| Extrait du document |
____________

Les principaux résultats

L'enquête a montré que les pratiques de consommation BOP sont très éloignées du modèle classique de l'économie de marché, elles s'inscrivent dans des logiques de limitation des besoins et de prédominance de l'autoconsommation. Cette « limitation des besoins » constituerait potentiellement une limite beaucoup plus puissante à la perspective de développement du marché des BOP que la « limitation des revenus ». Le résultat intermédiaire auquel aboutit la recherche est qu'il s'agit moins d'évaluer cette question des limites à la consommation en terme de seuil que de saisir les conditions, les lieux, les moments qui président à la formation de « besoins » qui se donnent pour limités, ponctuels et réversibles mais non moins présents.  Le potentiel de développement économique lui-même n'est pas démontré en ce qui concerne l'artisanat, où les formes d'investissement restent encore très liées à l'activité humaine et peu monétarisées. En revanche, il existe un potentiel de développement économique associé à l'électricité autour des petits commerces de proximité (épiceries, gargotes), principalement tournés vers les marchés locaux, qui offrent aux villageois des accès à l'énergie (recharge de portables, piles, huile) et des services associés (cinéma).

____________

| Données |
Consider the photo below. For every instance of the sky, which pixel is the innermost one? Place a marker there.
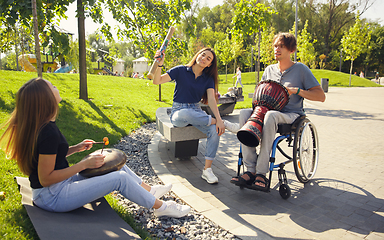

____________

| Problèmes à résoudre |
A. D'après l'extrait sur la consommation BOP, autour de quels commerces existe-t-il un potentiel de développement économique lié à l'électricité ?
B. Reprenez le texte sur la consommation BOP après sa dernière phrase et poursuivez-le.

| Corrigé de l'exercice |
A. Autour des petits commerces de proximité, comme les épiceries et les gargotes, surtout tournés vers les marchés locaux.

B.
Des éléments importants concernant le montage des projets ont été également dégagés : les marchés BOP requièrent plus que d'autres la construction de nouveaux modèles d'activités s'appuyant sur de nouveaux types de partenaires (OI, pouvoirs publics locaux, ONG, entrepreneurs locaux, micro-entrepreneurs). Lors du montage, les institutions publiques locales à tous les échelons sont incontournables et doivent être considérées comme de véritables partenaires. En phase d'exploitation, de nombreuses adaptations et compromis s'engagent entre l'opérateur et les usagers, notamment autour des puissances allouées, des équilibres entre usages individuels/collectifs, particuliers/entrepreneurs, de la gestion des aléas et du paiement.

La chaîne de valeur d'un marché BOP se présente comme un système d'interdépendances entre les acteurs, fondés à la fois sur une répartition des compétences, sur la construction de relations de confiance et sur des échanges indissociablement économiques et politiques.

Contact : Céline Cholez, laboratoire Pacte-Cristo Publications :
  • Cholez (Céline), Trompette (Pascale), Reverdy (Thomas), Vinck (Dominique), (2010), " L'exploration des marchés BOP : une entreprise morale ", Revue Française de Gestion, n° spécial « Entreprises et pauvretés », à paraître.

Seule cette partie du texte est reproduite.